_Text for analysis_:
*** Begin section ***

Amelingmeier, Amber. 2008. Crotaphytus collaris.

Crotaphytus collaris

Mountain boomer, Eastern collared lizard, Common collared lizard.

Crotaphytus collaris . Say, 1823.

Content. Six subspecies are recognized (Arbor, 1928).

Synonyms:

Agama collaris Say in James, 1823 Crotaphytus baileyi Stejneger, 1890 Crotaphytus collaris auriceps Fitch and Tanner, 1951 Crotaphytus collaris baileyi Stejneger, 1890 Crotaphytus collaris collaris (Say in James, 1823) Crotaphytus collaris fuscus Ingram and Tanner, 1971

Definition. Colors and markings are diverse within the Crotaphytuscollaris. They are sexually dimorphic. C. collaris is a medium sized (8-12 inches), plump-bodied lizard which is characterized by a long, round tail and a large head with a blunt snout. The dorsal colorations within this specie varies greatly, the C. collaris can have a black oral melanin, green or a bright blue to turquoise color. Some of the males have bright yellow bands across the back.

The females are more dully, having more of a greenish to brown color. The gular colorations also vary. The western populations have green to blue dewlaps, compared to the eastern populations that have yellow to orange (Conant and Collins, 1998). The females typically have a plain white dewlap, but in a few females the dewlap has been seen with tiny spots. The head and feet are often colored with yellow and the back is usually marked with several light dots. The tail and hind limbs have the reverse pattern, becoming dark gray to blue-green dots on a light background. The front limbs don't usually contain any spots, as well as the underside which is plain and pale. The males contain enlarged postanal scales and the females will either have a small dark spot or a pair of spots, on each side of the vent (Jones, 1993).

*** End section ***

_Dataset section_:

*** Begin section ***

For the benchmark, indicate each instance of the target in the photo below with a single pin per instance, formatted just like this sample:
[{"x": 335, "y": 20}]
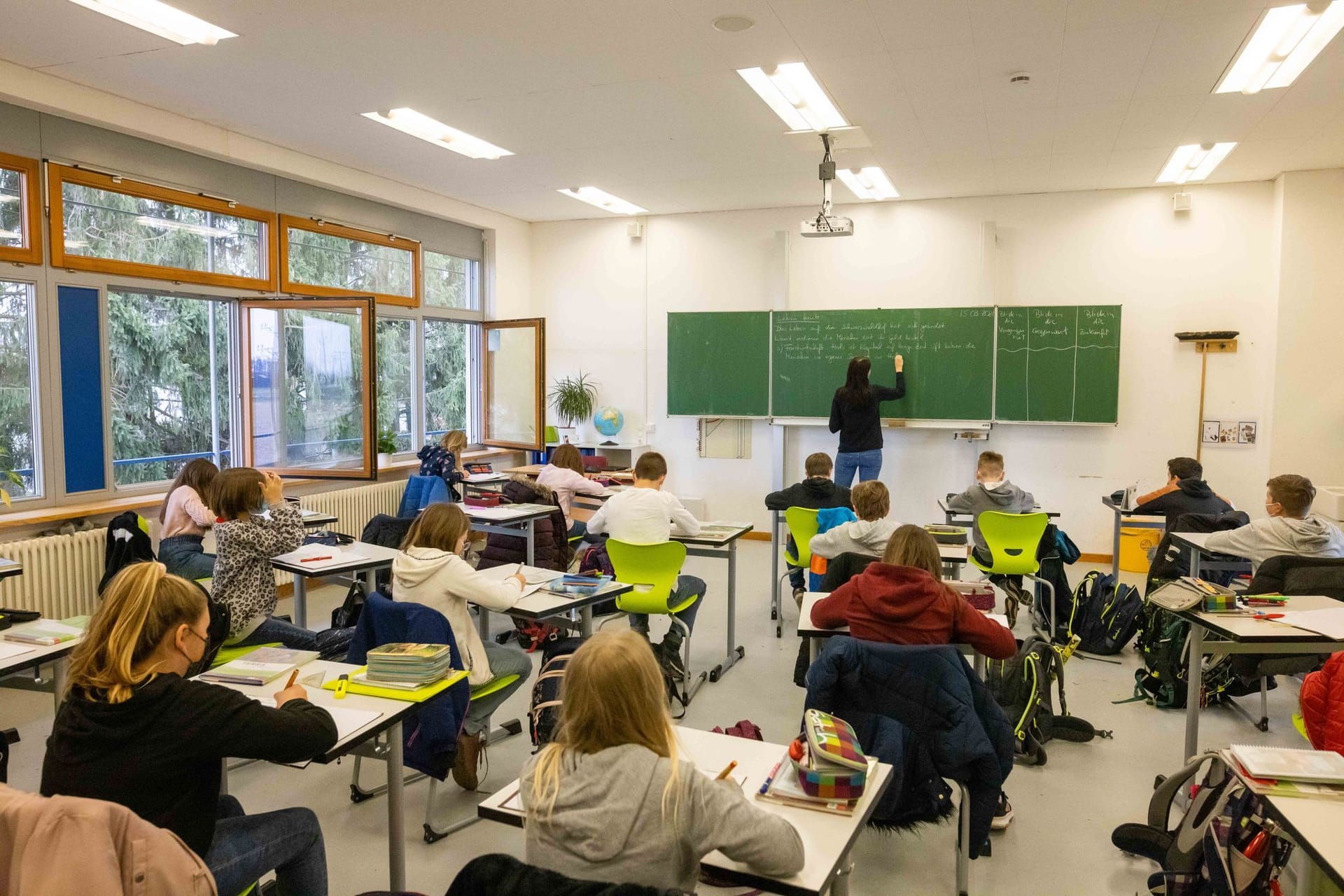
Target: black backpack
[{"x": 1105, "y": 613}]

*** End section ***

_Using the information_:
a: Reproduce the part of the collared lizard text starting at "Mountain boomer, Eastern" and ending at "recognized (Arbor, 1928).".
b: Go on with the text about the collared lizard, picking up after its final sentence.

_Replies_:
a:
Mountain boomer, Eastern collared lizard, Common collared lizard.

Crotaphytus collaris . Say, 1823.

Content. Six subspecies are recognized (Arbor, 1928).

b:
FIGURE. Distribution of the Crotaphytus collaris, which inhabit North America. Link: http://www.danys-reptilien.ch/karte05.jpg

Behavior. Crotaphytuscollaris hibernate during the colder months of winter and fall. When not hibernating males will have certain areas in which he will protect, very aggressive to the other males who trespass.

FIGURE: A male Eastern collared Lizard taken in Comanche county, Oklahoma. Photograph taken by Gary Nafis. Link: http://www.californiaherps.com/noncal/southwest/swlizards/images/ccollarisok406.jpg

The adult males are known to defend several female lizards which are within his territory. The males will guard their area by high rates of displays. If a male lizard comes into another male's territory, the defending male will arch his back and compress its sides trying to appear fierce. He then will do a succession of pushups, sometimes causing their front feet to come off the ground. If the intruder doesn't move, the Crotaphytuscollaris will then chase the trespasser off. The young males often have orange bars across their back, which is similar to the females. Giving the younger males a chance to inherit both territories and mates (Baird, Acree, and Sloan, 1996).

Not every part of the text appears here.